As below, here are some of my biggest wishes, for international affairs and countries other than the UK and NZ.   As before, from lowest to highest priority (and the list could easily have been twice as long).

10.  A new WTO trade round is rescued from oblivion: The Obama Administration has been absolutely disgraceful on trade, and so the dark economically illiterate forces of ill-guided economic nationalism have raised their ugly heads.  It would be enormously beneficial if the US, EU, Japan and the key developing countries got their heads out of their arses and talked multilateral liberalisation of trade in agriculture and services.  If this is done it could lift global GDP by 1-2%, could dramatically improve the lot of people in food producing countries, service providing countries and consumers worldwide.   It's an indictment on the Obama Administration and the EU that neither have the competence nor courage to lead this.

9. Robert Mugabe is dragged from a car, beaten up and left to die with his wife and lackeys in central Harare, and Zimbabwe gets a truly open accountable government:  This repulsive murderous crook continues to be lauded around Africa (explaining the standards of morality on much of that continent) and by the UN.  A bullet would do, but it would be a delightful message to his Stalinist gangsters and fellow dictators elsewhere as to what can happen to thieving violent bullies.   Let's hope 2011 finishes without Robert Mugabe.

8. Kim Jong Il dies and his son succeeds him, averts a military coup and starts reform seeking guidance and friendship from South Korea:  North Korea is in a sad state due to 60 years of misrule and totalitarianism.  There are plenty there who want reform who know it is needed and fearful of what will come.  There are various paths for it to go down, the best one is to follow its neighbour to the south, of strong rule establishing open civil society, ever opening markets and progressively confronting the lies its people have been bathed in for decades.   Only through reform and economic growth can the strong role of the military be sidestepped.  Only with firm deterrence, but with a friendly hand to assist change with someone who seeks it can this happen peacefully.  Japan wont be trusted, China can't be trusted and South Korea has done an impressive job that Pyongyang need not look elsewhere.

7. The Communist Party of China separates party and state, putting the Party under the rule of law for the first time, and loosens freedom of speech some more:  The biggest hindrances to the growth of China being seen benignly is the iron fist it uses to maintain domestic control, and its unwillingness to have modern independent judiciary and separation of politics from governance.  It is too much to expect China to become a fully liberal state, but a key step forward would be separating party and state, so that the party and its officials can be prosecuted for breaking the law.  Accompanying this should be legal guarantees of free speech to discuss government policy and the behaviour of all politicians and officials.   Only when Chinese people and institutions can hold government accountable, and the Chinese government and CPC stop acting like a moody teenager whenever criticised, will China have become a modern country.

= = = = = = =

§ WRITTEN TASK 1
Quote the world affairs wish list from "As below, here" to "twice as long).".
§ WRITTEN TASK 2
Continue the world affairs wish list from its final sentence onward.
These entries have nothing to do with the world affairs wish list above.

Items stored from a collection:

= = = = = = =

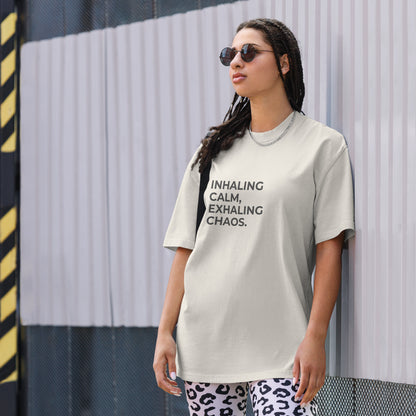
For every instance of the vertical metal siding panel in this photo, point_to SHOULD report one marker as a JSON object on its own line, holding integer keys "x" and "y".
{"x": 410, "y": 69}
{"x": 169, "y": 136}
{"x": 58, "y": 270}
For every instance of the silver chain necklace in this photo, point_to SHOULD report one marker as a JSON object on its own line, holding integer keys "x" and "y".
{"x": 278, "y": 138}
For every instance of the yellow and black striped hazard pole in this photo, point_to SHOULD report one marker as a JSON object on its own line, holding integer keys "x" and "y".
{"x": 8, "y": 211}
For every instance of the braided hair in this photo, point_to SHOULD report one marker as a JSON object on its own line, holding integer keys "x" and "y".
{"x": 238, "y": 117}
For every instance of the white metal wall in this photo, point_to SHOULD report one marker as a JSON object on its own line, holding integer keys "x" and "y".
{"x": 110, "y": 118}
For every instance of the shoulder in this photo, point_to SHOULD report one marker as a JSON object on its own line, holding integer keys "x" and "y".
{"x": 327, "y": 142}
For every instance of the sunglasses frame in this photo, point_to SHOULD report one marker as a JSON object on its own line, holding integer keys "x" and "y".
{"x": 246, "y": 49}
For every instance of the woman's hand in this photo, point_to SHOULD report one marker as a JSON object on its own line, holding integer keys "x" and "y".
{"x": 310, "y": 364}
{"x": 165, "y": 353}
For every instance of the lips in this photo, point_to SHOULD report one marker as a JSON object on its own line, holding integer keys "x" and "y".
{"x": 237, "y": 77}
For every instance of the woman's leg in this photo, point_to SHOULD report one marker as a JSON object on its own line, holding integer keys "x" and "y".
{"x": 276, "y": 397}
{"x": 210, "y": 399}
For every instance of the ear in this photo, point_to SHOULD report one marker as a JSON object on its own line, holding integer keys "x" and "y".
{"x": 284, "y": 64}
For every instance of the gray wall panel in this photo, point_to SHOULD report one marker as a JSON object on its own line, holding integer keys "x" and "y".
{"x": 145, "y": 94}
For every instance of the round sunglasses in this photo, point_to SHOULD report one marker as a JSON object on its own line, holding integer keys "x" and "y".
{"x": 248, "y": 52}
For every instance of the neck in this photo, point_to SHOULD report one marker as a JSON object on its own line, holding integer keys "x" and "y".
{"x": 269, "y": 112}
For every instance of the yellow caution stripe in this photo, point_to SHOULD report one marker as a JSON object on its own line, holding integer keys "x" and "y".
{"x": 8, "y": 84}
{"x": 8, "y": 296}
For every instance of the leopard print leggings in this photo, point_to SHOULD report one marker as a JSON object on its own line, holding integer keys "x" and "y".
{"x": 275, "y": 397}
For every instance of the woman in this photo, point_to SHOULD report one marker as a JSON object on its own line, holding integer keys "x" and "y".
{"x": 278, "y": 201}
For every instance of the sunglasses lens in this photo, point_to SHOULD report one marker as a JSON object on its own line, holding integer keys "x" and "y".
{"x": 248, "y": 53}
{"x": 226, "y": 56}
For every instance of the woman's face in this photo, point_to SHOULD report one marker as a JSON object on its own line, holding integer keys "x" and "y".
{"x": 260, "y": 77}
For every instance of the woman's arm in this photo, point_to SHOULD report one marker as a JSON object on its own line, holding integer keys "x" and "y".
{"x": 165, "y": 350}
{"x": 310, "y": 361}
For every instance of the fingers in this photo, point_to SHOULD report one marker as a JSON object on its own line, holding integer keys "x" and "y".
{"x": 310, "y": 389}
{"x": 166, "y": 384}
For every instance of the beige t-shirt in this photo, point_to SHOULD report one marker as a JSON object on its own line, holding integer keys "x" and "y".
{"x": 248, "y": 291}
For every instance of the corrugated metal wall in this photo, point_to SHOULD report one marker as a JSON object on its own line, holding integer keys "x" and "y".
{"x": 110, "y": 118}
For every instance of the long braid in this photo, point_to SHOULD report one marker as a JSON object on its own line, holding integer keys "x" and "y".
{"x": 238, "y": 116}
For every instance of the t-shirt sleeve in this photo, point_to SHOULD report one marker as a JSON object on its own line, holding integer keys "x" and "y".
{"x": 182, "y": 226}
{"x": 334, "y": 199}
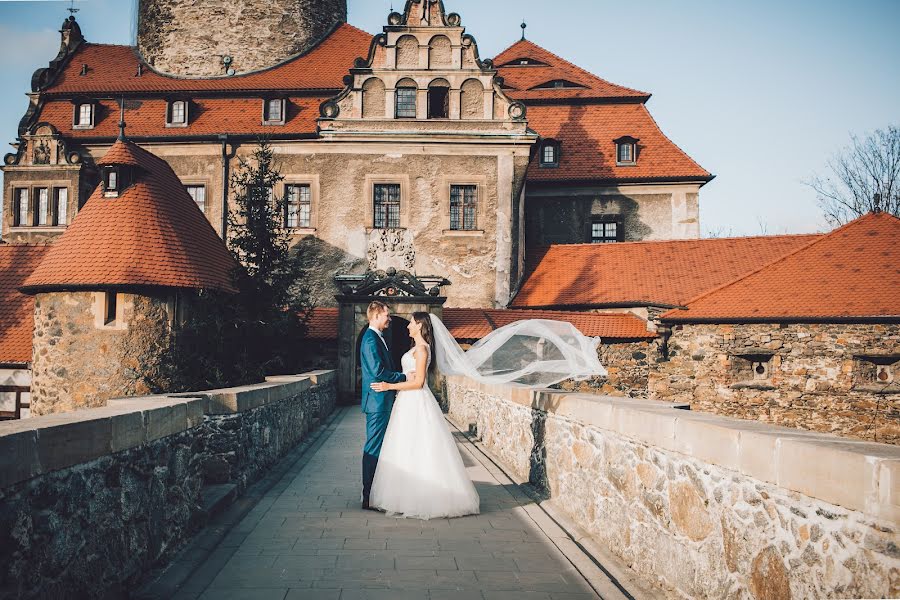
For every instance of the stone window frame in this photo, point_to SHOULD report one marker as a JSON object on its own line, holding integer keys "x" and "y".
{"x": 265, "y": 111}
{"x": 480, "y": 183}
{"x": 403, "y": 180}
{"x": 312, "y": 180}
{"x": 170, "y": 107}
{"x": 31, "y": 208}
{"x": 100, "y": 306}
{"x": 198, "y": 183}
{"x": 77, "y": 104}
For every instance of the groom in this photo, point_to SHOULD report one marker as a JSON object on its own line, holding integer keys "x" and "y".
{"x": 377, "y": 365}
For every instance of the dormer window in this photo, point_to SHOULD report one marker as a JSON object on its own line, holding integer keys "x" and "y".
{"x": 550, "y": 153}
{"x": 626, "y": 151}
{"x": 84, "y": 115}
{"x": 273, "y": 111}
{"x": 177, "y": 114}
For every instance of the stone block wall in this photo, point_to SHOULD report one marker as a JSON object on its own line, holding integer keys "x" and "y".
{"x": 817, "y": 377}
{"x": 705, "y": 506}
{"x": 90, "y": 500}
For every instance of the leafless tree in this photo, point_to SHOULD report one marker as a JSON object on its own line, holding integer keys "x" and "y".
{"x": 863, "y": 177}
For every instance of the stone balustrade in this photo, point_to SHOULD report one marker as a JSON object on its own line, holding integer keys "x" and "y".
{"x": 705, "y": 506}
{"x": 90, "y": 500}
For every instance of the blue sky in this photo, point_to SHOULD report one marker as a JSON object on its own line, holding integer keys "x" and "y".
{"x": 760, "y": 93}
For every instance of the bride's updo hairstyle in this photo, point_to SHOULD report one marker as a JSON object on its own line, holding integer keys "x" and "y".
{"x": 424, "y": 320}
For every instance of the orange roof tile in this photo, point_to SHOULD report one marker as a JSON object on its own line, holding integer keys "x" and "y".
{"x": 520, "y": 81}
{"x": 852, "y": 272}
{"x": 655, "y": 273}
{"x": 587, "y": 151}
{"x": 207, "y": 116}
{"x": 17, "y": 261}
{"x": 113, "y": 69}
{"x": 475, "y": 323}
{"x": 153, "y": 234}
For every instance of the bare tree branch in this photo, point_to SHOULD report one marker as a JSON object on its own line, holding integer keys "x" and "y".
{"x": 857, "y": 174}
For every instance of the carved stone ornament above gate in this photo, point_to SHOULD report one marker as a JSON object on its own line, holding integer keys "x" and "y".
{"x": 392, "y": 284}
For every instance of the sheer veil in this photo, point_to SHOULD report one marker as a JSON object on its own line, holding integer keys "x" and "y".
{"x": 535, "y": 352}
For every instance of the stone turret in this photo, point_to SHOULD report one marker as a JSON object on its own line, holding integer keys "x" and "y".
{"x": 203, "y": 38}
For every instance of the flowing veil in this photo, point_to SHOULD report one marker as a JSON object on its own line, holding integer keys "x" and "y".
{"x": 535, "y": 352}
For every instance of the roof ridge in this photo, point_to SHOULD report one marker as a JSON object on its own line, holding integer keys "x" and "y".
{"x": 767, "y": 265}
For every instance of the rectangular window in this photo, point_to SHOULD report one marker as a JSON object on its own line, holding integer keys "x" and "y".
{"x": 60, "y": 206}
{"x": 198, "y": 193}
{"x": 298, "y": 206}
{"x": 42, "y": 206}
{"x": 21, "y": 207}
{"x": 387, "y": 206}
{"x": 463, "y": 207}
{"x": 604, "y": 232}
{"x": 406, "y": 103}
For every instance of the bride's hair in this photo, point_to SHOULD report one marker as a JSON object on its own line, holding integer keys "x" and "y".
{"x": 424, "y": 320}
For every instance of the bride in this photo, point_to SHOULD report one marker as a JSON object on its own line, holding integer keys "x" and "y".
{"x": 420, "y": 472}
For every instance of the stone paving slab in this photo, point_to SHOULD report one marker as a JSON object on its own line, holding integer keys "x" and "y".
{"x": 309, "y": 539}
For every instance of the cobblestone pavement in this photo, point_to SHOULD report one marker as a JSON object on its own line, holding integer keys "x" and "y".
{"x": 309, "y": 538}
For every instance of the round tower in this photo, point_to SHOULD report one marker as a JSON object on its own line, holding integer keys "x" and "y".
{"x": 199, "y": 38}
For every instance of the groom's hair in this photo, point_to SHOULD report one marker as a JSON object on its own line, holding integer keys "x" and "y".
{"x": 376, "y": 308}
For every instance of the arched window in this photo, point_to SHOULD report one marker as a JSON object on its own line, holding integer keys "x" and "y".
{"x": 408, "y": 52}
{"x": 472, "y": 100}
{"x": 439, "y": 99}
{"x": 440, "y": 53}
{"x": 373, "y": 98}
{"x": 406, "y": 99}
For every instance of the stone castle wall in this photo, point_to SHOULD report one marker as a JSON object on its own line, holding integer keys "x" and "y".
{"x": 79, "y": 363}
{"x": 705, "y": 506}
{"x": 190, "y": 37}
{"x": 820, "y": 377}
{"x": 89, "y": 502}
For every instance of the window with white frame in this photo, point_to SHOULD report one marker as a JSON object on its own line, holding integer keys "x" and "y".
{"x": 298, "y": 206}
{"x": 463, "y": 207}
{"x": 21, "y": 207}
{"x": 178, "y": 113}
{"x": 60, "y": 206}
{"x": 84, "y": 115}
{"x": 387, "y": 206}
{"x": 41, "y": 207}
{"x": 406, "y": 103}
{"x": 198, "y": 193}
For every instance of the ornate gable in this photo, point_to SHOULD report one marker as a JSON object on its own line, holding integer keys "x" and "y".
{"x": 423, "y": 71}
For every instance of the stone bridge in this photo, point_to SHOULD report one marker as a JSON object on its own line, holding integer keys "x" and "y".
{"x": 253, "y": 492}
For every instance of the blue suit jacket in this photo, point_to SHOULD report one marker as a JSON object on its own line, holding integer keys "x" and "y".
{"x": 377, "y": 365}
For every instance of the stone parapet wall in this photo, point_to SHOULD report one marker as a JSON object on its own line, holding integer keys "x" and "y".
{"x": 90, "y": 500}
{"x": 821, "y": 377}
{"x": 705, "y": 506}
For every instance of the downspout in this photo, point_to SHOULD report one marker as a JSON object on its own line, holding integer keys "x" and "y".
{"x": 226, "y": 160}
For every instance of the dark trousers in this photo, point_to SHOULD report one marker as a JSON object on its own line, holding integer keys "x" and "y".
{"x": 376, "y": 425}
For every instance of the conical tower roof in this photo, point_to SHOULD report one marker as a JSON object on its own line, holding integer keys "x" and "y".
{"x": 151, "y": 235}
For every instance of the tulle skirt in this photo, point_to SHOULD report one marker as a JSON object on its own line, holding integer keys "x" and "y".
{"x": 420, "y": 472}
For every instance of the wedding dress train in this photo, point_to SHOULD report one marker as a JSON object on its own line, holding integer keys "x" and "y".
{"x": 420, "y": 472}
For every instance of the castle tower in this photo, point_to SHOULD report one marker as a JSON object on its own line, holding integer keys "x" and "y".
{"x": 111, "y": 293}
{"x": 203, "y": 38}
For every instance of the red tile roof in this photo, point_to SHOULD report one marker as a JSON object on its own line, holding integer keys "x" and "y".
{"x": 207, "y": 116}
{"x": 113, "y": 69}
{"x": 663, "y": 273}
{"x": 587, "y": 152}
{"x": 17, "y": 261}
{"x": 852, "y": 272}
{"x": 475, "y": 323}
{"x": 153, "y": 234}
{"x": 520, "y": 81}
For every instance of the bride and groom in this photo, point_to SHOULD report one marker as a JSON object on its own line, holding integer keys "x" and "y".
{"x": 411, "y": 465}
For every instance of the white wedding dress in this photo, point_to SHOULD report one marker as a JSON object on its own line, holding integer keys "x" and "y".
{"x": 420, "y": 472}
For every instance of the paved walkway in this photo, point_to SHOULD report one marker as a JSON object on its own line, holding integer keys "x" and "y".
{"x": 308, "y": 538}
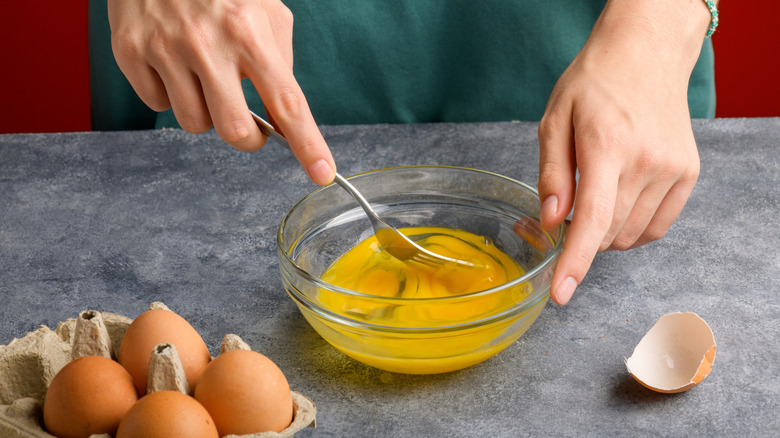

= = = = = = =

§ RIGHT ANSWER 1
As below, here are some of my biggest wishes, for international affairs and countries other than the UK and NZ.   As before, from lowest to highest priority (and the list could easily have been twice as long).

§ RIGHT ANSWER 2
6. The West-bashing climate change agenda comes to a complete halt,  as people in Western countries choose politicians that are unwilling to sacrifice their economies and freedoms to let China, Russia, Gulf States and India emit all the CO2 they wish, and they stop believing the armageddon rhetoric of the anti-capitalist green movement:  It's about time that average people in richer countries stopped tolerating taxes and regulations on their behaviour for the sake of letting the likes of Kuwait and other countries with fast growing economies to do as they wish.  The middle and low income of rich countries should not be penalised to allow the rich in poorer countries to do as they wish, particularly because there is no evidence to support the kind of pillaging interventionism demanded by the developing countries (who want more money to pay for the luxuries of their political elite).  Energy efficiency and cleaner energy are all very well, if people are prepared to pay for them, and governments get out of the way of developing them, but no more should be done.

5.  The Obama Administration has its spending plans frozen, as the new US Congress slashes spending and starts focusing Americans on achieving a balanced budget in less than 4 years:  Unless the US stops growing government and stops debasing its currency through continued borrowing, it will continue to slide relative to other economies.  The US can recover, but it will need a wholly different approach to the spend and borrow policies of recent history.  Here is hoping Americans can maintain the courage.

4. Portugal, Spain, Italy, France and Belgium face sovereign debt defaults, effectively destroying the Euro: All of countries have sustained decades of socialist style big government economic policies, running almost perpetual deficits and borrowing, and all have sought to use the Euro as a hard currency to sustain their economic irrationalism.  The tension in the EU is either it governs national fiscal policies or the Euro is unsustainable.  Let the Euro collapse, and the short term pain will result in a longer term re-evaluation of the EU, fiscal and monetary policy and demonstrate that the Western European quasi-socialist approach has been irrational, unsustainable and immoral.

3. An end to Islamist insurgency and terror: As much as so many haters of Western values and individual freedom cheer them on, I wish very simply, that Al-Qaeda, the Taliban and all other Islamist insurgents fail to carry out any further attacks, whether they be in Iraq, Afghanistan or elsewhere.  The reason should be obvious, it may be idealistic, but this scourge continues to cost in lives, injuries and cash an incalculable amount every day.  Appeasement of Islamism is no virtue.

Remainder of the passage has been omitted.